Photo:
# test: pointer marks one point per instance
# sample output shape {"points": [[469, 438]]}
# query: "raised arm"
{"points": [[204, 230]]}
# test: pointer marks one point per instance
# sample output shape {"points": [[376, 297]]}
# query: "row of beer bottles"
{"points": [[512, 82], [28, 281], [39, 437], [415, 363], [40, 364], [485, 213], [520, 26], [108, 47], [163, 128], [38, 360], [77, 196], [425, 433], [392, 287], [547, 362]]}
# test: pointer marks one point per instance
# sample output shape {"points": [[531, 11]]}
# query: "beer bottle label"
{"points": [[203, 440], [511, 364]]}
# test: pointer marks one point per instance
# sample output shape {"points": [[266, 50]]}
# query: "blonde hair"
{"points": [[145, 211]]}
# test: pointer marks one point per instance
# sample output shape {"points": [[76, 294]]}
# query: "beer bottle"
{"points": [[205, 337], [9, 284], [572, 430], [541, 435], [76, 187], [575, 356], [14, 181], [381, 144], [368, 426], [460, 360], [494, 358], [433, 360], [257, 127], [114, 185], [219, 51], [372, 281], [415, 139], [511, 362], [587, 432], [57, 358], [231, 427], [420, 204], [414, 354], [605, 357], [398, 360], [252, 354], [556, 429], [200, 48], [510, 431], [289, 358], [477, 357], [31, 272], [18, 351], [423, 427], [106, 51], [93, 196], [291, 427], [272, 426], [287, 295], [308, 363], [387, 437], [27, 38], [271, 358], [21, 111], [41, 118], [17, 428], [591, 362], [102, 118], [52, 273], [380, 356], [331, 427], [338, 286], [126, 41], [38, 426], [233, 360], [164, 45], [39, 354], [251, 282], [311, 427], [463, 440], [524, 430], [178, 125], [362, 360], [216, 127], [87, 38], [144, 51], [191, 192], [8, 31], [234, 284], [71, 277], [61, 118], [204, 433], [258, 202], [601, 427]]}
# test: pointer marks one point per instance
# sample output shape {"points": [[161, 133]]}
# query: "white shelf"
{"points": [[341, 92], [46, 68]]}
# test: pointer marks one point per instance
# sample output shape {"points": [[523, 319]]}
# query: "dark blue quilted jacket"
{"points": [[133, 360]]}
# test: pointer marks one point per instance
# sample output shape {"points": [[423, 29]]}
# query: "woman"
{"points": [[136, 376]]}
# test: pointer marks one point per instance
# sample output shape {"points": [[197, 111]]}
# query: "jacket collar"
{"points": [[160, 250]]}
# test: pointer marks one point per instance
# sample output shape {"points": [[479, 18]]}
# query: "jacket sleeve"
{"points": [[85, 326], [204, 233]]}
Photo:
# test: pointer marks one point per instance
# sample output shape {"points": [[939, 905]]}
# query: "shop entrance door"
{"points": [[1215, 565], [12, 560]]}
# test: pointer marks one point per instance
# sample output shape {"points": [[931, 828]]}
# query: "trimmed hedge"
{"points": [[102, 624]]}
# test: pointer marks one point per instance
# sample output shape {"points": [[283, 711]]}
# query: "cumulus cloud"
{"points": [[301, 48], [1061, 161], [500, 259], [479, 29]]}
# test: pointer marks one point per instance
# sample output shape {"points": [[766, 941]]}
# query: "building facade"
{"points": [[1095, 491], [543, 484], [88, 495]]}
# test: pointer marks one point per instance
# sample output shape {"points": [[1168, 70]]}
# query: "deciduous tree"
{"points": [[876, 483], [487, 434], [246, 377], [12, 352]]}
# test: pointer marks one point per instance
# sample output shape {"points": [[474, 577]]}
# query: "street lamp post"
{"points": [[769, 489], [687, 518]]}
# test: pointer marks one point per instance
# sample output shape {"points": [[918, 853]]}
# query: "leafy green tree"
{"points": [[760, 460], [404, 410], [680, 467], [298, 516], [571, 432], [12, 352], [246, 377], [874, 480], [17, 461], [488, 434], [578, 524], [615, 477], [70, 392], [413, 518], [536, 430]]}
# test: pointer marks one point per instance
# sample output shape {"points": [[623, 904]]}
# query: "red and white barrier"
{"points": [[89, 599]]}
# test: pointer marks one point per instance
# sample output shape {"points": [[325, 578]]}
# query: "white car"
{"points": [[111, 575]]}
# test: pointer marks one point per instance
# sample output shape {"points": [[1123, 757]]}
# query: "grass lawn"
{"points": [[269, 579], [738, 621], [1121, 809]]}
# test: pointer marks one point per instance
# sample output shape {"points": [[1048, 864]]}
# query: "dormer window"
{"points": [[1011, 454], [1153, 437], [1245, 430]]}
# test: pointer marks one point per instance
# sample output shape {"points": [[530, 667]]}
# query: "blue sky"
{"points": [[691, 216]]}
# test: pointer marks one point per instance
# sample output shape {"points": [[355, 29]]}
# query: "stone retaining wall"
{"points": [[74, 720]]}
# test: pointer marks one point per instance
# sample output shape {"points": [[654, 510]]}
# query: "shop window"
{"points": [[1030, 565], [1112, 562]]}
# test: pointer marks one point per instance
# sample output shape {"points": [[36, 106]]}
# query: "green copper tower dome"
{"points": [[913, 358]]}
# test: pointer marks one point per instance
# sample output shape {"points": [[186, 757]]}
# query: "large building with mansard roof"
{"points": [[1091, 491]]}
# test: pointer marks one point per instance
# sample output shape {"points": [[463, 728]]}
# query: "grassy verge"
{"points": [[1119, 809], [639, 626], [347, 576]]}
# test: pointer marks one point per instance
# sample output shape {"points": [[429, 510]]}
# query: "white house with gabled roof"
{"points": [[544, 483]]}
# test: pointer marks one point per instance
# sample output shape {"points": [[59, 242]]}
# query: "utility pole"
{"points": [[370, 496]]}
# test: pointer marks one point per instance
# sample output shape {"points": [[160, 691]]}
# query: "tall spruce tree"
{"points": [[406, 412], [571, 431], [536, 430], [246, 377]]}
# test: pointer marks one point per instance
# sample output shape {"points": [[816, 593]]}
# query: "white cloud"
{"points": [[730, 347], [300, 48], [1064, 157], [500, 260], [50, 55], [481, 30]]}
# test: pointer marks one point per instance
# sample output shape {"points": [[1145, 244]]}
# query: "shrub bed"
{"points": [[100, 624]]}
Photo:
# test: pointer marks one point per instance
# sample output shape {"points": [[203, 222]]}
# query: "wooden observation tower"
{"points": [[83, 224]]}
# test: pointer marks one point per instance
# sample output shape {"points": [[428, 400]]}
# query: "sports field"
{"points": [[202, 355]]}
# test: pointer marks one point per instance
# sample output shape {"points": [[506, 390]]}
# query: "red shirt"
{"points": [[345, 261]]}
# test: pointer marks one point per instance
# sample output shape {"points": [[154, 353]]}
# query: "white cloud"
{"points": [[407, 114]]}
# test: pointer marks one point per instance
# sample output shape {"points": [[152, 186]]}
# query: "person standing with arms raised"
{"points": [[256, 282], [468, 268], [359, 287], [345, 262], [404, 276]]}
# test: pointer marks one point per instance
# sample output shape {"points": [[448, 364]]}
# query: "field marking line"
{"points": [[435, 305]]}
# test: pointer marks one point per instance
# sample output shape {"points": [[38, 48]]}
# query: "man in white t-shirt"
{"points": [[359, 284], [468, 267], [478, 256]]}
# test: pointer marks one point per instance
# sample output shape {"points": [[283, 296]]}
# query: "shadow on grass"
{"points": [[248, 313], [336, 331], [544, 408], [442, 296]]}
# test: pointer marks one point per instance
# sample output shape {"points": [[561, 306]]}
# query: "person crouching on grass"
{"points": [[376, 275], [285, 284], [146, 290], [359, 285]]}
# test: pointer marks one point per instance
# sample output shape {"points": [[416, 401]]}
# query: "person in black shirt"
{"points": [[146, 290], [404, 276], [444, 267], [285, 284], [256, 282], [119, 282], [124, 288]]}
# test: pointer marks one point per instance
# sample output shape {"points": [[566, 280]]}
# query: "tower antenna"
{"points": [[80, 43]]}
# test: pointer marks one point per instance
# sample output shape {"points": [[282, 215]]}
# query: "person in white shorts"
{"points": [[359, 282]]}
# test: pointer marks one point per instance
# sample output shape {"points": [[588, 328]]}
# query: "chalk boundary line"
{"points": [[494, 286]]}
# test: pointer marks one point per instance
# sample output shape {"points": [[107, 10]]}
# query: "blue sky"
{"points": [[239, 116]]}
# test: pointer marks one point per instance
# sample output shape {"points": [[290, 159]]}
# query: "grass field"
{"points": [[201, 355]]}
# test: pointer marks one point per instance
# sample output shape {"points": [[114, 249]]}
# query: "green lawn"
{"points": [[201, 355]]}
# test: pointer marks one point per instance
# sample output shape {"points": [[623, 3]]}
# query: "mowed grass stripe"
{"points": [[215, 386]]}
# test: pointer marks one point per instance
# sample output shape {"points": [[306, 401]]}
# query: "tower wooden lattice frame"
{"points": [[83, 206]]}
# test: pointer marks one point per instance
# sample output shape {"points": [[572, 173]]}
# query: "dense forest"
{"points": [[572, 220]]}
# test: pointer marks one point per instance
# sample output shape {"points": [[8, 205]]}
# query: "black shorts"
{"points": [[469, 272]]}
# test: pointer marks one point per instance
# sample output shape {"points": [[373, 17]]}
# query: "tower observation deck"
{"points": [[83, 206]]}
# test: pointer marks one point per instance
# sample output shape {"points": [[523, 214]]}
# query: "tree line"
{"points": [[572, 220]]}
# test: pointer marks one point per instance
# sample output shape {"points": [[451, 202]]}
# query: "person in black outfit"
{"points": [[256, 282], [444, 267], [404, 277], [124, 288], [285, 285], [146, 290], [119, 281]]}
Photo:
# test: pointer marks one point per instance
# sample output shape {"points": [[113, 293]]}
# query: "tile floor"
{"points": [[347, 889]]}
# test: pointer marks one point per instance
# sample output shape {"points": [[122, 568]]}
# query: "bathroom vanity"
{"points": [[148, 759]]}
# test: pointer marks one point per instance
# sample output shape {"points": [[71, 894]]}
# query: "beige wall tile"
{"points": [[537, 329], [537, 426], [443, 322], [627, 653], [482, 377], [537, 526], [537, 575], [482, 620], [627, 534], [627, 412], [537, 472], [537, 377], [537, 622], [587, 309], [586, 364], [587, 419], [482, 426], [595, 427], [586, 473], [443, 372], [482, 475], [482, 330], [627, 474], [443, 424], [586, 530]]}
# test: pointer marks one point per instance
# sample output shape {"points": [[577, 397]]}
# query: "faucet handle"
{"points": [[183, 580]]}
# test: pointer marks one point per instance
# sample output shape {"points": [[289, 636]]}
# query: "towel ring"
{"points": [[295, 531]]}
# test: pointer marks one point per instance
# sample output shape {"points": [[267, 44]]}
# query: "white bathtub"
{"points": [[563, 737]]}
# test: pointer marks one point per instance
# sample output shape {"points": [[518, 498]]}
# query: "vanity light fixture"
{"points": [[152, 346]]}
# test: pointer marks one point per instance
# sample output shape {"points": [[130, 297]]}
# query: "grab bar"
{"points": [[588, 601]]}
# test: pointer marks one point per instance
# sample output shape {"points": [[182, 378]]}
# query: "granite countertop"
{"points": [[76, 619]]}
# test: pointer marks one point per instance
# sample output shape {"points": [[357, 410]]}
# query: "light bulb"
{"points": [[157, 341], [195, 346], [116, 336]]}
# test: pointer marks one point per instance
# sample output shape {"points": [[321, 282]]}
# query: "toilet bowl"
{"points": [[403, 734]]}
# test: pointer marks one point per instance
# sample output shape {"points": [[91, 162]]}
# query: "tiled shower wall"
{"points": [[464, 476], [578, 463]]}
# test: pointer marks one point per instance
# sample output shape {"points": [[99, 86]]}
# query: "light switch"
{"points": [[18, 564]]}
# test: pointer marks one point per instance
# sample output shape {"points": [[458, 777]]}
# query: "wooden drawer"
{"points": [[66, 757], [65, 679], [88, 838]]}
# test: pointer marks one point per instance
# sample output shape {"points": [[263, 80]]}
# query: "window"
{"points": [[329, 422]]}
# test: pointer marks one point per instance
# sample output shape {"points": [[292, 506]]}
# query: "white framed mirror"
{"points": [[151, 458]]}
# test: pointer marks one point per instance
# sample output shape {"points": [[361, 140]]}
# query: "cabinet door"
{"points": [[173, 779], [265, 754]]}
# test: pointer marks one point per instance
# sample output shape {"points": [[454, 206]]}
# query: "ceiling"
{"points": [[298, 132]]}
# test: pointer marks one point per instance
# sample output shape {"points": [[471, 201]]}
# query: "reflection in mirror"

**GOAL**
Which lines in the records contain the string "green"? Sift them out and copy each one in full.

**EXERCISE RESPONSE**
# query: "leafy green tree"
# query: "green copper tower dome"
# query: "green lawn"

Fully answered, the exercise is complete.